**Stated task:** Pick out each line of the material that contains the string "after", treating uppercase and lowercase as distinct, and copy those lines in full.

─── Input material

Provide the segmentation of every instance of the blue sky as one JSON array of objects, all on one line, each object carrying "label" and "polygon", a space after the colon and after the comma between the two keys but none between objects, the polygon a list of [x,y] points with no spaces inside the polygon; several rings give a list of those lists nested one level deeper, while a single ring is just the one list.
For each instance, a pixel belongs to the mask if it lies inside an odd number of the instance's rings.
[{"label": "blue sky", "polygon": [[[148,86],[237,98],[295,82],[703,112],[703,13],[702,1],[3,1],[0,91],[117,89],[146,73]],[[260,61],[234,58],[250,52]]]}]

──────
─── Input material

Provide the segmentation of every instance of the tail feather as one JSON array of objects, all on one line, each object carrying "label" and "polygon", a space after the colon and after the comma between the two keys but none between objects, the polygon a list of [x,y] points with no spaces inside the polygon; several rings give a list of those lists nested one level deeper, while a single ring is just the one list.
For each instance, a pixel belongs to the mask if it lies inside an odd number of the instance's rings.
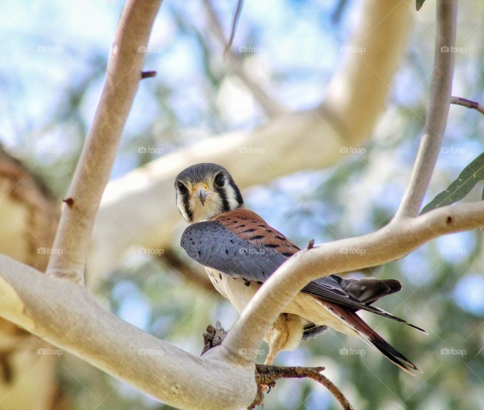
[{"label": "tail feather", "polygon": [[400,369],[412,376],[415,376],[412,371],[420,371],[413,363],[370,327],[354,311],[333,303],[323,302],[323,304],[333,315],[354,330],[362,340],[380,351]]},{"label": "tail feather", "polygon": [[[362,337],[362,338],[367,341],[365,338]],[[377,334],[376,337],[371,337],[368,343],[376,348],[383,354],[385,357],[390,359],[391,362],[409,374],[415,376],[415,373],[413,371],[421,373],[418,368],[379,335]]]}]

──────

**Task result:**
Provide the segmentation of every instance of the blue sky as one JSON array of objects, all on one line, each object carrying "label" and "polygon", a space after the colon and after the comma between the two keys but none between objects, the polygon a list of [x,y] points with no spaces inside the polygon; several rings give a list of those lists nested one level deeper, while a single ring is just the one list.
Provide the segmentation of every instance of the tail feather as one JSON array of objects, all on one line, each object carrying "label" and "polygon", a space after the colon and after the comma between the two keys but none between objects, the polygon a list of [x,y] points with no spaces inside the polygon; several rings give a list of those lists nested one level deeper, while a single ring is just the one list.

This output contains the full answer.